• Problem statement: Would you reproduce the whole listing exactly, dropping any pictures it holds?

────────

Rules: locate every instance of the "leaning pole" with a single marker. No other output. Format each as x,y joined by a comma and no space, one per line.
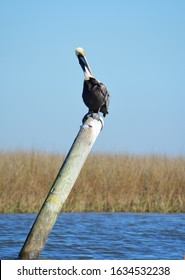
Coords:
60,189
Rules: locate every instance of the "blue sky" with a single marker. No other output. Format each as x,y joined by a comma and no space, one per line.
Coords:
137,48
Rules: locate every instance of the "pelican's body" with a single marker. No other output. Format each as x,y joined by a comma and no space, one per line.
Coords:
95,94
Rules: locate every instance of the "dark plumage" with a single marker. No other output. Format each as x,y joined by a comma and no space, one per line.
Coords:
95,94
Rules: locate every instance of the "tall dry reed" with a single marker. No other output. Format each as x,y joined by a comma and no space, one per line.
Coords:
116,183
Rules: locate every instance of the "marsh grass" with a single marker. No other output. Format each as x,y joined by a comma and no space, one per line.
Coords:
115,183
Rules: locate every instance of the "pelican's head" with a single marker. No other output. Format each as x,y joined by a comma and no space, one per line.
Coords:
83,62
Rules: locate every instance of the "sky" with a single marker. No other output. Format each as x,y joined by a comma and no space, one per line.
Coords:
136,48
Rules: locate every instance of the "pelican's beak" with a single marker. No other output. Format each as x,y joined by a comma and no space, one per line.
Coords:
83,62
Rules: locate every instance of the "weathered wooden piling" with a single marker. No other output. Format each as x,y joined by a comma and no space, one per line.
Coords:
60,189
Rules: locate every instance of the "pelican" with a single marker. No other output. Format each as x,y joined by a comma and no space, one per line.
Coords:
95,94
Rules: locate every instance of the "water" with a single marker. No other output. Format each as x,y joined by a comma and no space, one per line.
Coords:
100,236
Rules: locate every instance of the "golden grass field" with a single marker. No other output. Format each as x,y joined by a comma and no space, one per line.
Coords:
114,183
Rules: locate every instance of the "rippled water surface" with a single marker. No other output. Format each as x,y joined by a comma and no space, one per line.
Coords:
100,236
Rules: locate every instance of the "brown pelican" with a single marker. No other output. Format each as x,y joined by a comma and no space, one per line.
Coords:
95,94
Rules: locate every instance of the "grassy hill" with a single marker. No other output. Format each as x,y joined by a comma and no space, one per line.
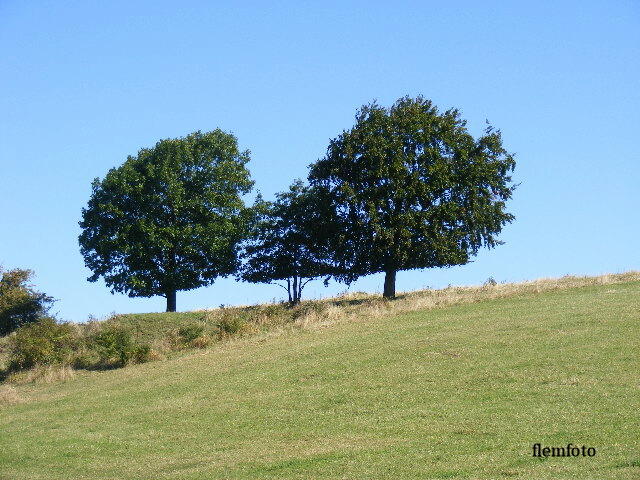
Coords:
457,383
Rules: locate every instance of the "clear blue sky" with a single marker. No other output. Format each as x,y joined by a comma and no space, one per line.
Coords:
84,84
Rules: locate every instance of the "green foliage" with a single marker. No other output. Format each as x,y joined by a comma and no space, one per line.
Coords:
169,219
20,304
284,247
44,342
116,347
410,188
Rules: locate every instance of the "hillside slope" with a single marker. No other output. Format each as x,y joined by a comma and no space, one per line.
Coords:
456,392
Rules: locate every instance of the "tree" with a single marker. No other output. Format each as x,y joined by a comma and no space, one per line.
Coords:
171,218
20,304
284,246
411,188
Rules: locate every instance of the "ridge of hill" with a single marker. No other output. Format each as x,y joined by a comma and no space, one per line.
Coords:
453,383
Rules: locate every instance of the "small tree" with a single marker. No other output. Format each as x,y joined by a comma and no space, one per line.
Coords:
284,246
20,304
410,188
171,218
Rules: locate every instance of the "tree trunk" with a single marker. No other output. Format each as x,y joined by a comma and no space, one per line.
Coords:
171,301
296,296
389,284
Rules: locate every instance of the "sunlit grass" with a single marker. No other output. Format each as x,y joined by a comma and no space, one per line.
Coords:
457,383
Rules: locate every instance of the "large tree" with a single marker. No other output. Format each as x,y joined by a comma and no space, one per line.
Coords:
284,249
170,218
411,188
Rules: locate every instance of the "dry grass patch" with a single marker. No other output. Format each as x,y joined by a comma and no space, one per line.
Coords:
9,395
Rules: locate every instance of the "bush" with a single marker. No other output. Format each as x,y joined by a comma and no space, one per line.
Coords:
115,347
42,343
20,304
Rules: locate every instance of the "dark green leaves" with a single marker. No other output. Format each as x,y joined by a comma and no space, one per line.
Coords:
170,218
411,188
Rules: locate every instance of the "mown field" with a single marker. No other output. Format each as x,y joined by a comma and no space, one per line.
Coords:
461,391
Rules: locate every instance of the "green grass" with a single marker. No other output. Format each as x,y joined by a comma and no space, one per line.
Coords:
457,392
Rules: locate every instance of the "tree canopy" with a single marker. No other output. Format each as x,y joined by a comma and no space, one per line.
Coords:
285,246
20,303
170,218
411,188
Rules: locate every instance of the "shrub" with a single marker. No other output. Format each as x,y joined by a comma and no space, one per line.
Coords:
20,304
42,343
115,347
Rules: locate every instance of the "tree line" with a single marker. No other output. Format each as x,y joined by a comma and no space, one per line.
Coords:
406,187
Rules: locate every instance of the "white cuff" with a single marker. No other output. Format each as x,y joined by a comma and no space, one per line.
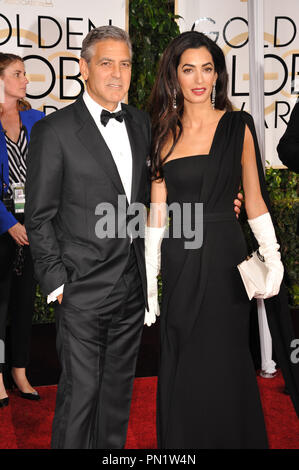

────────

• Worked solution:
Rules: locate every instance of the "leaning pole" with a single marker. No other output. Format each as x,y joined by a comma and no space, one per line.
Coords:
60,189
Rules: locate every instance of the "blue sky" with a single marker. No other output. Format each as x,y joined by a comma and no space, one per line.
Coords:
137,48
Rules: locate every instance of the "pelican's body" with a single marker. No other output. Format each as x,y joined by a comma and no space, one per line.
Coords:
95,94
Rules: locate every instance of the "dark plumage" with a single marker. No other output. Format each as x,y joined by a comma and no space, one per line.
Coords:
95,94
Rules: locate every instance of the "tall dry reed" with a single marker. No other output. Format each as x,y joined by a comma and no space, one per line.
Coords:
116,183
Rules: locate every instance of the "marsh grass" with a single marker. No other output. Format each as x,y joined by a comma and no space, one per line.
Coords:
115,183
Rules: locate every instance of the "pelican's head" with a single marker. No other output. Format each as x,y joined by a comma and no space, one per line.
Coords:
83,62
Rules: locate every instance of the "sky" with a single marker. No other output. Format each as x,y joined by a comma and no space, one per line.
Coords:
136,48
Rules: locate every instance of the "pelican's beak" with a single marker. No other output. Format each as x,y joined by a comma and no space, one per line.
Coords:
83,62
Rules: locate every instance of the "weathered wooden piling" with a single marker. No other output. Format each as x,y joined by a comma and no space, one per line.
Coords:
60,189
Rules: locate every instance of the "pelican" with a single marker. No other output. Format each as x,y joined by a comma and no space, one per line.
Coords:
95,94
Rules: locate every instance of the "water" with a single marker. No other output. Format each as x,y joined by a comma and no space, one per line.
Coords:
100,236
Rules: locate every instance of the "golden grass field" with a single marker. No other output. Format each as x,y joined by a comma and no space, one per line.
Coords:
114,183
Rules: locate every instance of the "rippled water surface" with a single marker. No other output. Format each as x,y joined by a comma and no space, one per line.
Coords:
100,236
Rules: locate every instance of the "brown pelican" with a single marker. No other output. Format each as x,y joined by a comma and no space, one per line.
Coords:
95,94
Rules: locate every instance of the "grassy hill" with a single marker. No other output. Format each as x,y joined by a comma and no space, one per line.
Coords:
457,383
Rules: locate every instance of the "clear blue sky" with a single marker. No other output. Format each as x,y joined by a comma and no space, one per line.
Coords:
84,84
Rules: locate every instance of the "green foliage" with a single marker. No other output. Format each as x,y joined by a comma and no space, one per line.
Coords:
169,219
20,304
284,247
44,342
116,347
410,188
Rules: locate every instance of the "hillside slope" with a single marker. No other output. Format each as x,y joined by a comma and no space, one per line.
Coords:
456,392
Rules: locate every instance of the "tree" with a single marker. No other output. Format each as x,y joined by a comma and no space, one per line.
Coords:
171,218
20,304
284,246
411,188
Rules: locate every instance of the "ridge of hill" with a single marker. No other output. Format each as x,y joined by a comma and no space, one per line.
Coords:
453,383
Rules: locate every instance of the "small tree" with a single marker. No other output. Format each as x,y joined by a comma and no space, one per line.
Coords:
284,246
20,304
410,188
171,218
Rules: locate every instance of the "tree trunk" with a single marker. No other output. Format each as x,y joined by a comma and no space, one per line.
Coords:
171,301
296,296
389,284
Rules: locate every instance of the "sunlit grass" with a single marker. No other output. Format each as x,y joined by a comma and no space, one per line.
Coords:
457,383
Rules: locate every instance of the "large tree" with a single marker. No other output. Format each as x,y joined by a comma and no space, one per line.
Coords:
284,249
170,218
411,188
Rules: locate every instance of the "dry grass patch" with a single marker. No other output. Format each as x,y joined by a comma and no space, one per line.
Coords:
9,395
Rules: locate every instance of the "bush" with a single marker. No other output. Format each as x,y joined by a comma and no space, one per line.
Coords:
115,347
42,343
20,304
Rules: locate every instance of the "dark green leaves" with a single marker. No other output. Format each as x,y joined by a comma and no space, one per line.
Coords:
170,218
411,188
Rules: locate every instance of the "mown field" with a single marker. No other output. Format each as x,y joined by a comma and no space, one per line.
Coords:
461,391
Rules: locate every instance of the "green grass" with a single marker. No other output. Format each as x,y joined by a comma and no space, one per line.
Coords:
457,392
Rules: locate every instance of the "tree canopy" with a single marker. No other output. Format each as x,y joined by a comma and no space, one per line.
Coords:
285,246
20,303
170,218
411,188
Rules: locate every instance of the "shrub" with a single marker. No other output. Format each as x,y joined by a comma and no space, one per line.
Coords:
20,304
42,343
115,347
Rules: locate every instance of the "tree line" with a single marker. No other output. Format each as x,y joined by a comma and no space, one per line.
Coords:
406,187
Rules: locate every instance of the "white cuff" with a single marker. No other output. Format each as x,y joined by a comma and no space, one per line.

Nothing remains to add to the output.